Photo-based referring expression data
=-=-=-=-=

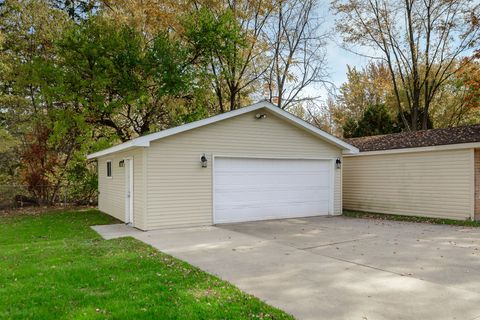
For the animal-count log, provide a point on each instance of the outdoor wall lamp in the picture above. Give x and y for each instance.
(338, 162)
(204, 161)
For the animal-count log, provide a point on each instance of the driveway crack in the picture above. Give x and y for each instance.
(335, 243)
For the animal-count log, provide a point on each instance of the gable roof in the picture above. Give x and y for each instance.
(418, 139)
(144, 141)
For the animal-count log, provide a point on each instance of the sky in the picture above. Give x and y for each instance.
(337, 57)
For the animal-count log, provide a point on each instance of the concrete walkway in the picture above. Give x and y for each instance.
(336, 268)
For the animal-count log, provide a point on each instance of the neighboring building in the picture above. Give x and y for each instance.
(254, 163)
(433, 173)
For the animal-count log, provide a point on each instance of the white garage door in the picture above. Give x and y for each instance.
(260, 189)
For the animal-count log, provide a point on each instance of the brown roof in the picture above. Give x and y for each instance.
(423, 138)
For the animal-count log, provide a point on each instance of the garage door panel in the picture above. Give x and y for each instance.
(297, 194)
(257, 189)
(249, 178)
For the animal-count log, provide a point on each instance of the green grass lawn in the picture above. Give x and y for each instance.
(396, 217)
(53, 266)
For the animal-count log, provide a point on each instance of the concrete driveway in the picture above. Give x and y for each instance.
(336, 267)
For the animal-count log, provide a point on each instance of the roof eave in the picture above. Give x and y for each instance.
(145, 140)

=-=-=-=-=

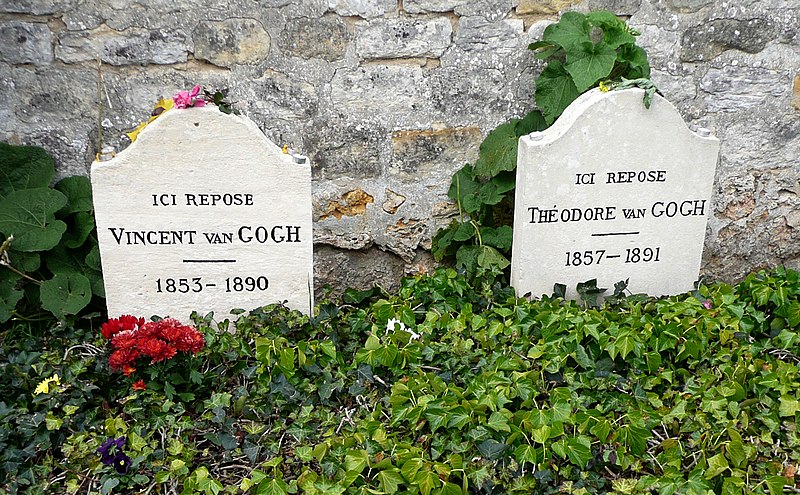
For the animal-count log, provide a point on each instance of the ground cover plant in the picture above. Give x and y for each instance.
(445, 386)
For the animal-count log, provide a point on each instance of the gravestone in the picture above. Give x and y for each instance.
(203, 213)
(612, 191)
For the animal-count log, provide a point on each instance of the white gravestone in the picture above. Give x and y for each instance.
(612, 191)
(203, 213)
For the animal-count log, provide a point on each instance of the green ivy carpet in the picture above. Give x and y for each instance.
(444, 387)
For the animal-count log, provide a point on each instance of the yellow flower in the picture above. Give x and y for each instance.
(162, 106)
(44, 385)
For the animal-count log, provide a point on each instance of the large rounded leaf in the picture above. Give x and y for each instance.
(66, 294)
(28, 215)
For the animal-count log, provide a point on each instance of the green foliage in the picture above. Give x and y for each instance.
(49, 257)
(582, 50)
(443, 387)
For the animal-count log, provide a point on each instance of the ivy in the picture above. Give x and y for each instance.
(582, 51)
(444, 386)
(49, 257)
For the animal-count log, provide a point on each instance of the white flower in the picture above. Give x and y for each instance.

=-=-=-=-=

• _TASK STATEMENT_:
Using the entries above, repeat only the lines from the one containing "the green foliage" through the one containing "the white flower", end lines included.

• _RESPONSE TO THE TASK_:
For the animal-count log, provide a point on each instance of the green foliage in the picture above. Give x and y for each instance.
(49, 257)
(582, 50)
(443, 387)
For the animal-count log, provide a point on each instance of the ivy in the picture above. Give x and y for each instance.
(582, 51)
(444, 386)
(49, 257)
For the animal-count log, provide a point on each instance of the white flower in the picture above. Give x and y for each instance.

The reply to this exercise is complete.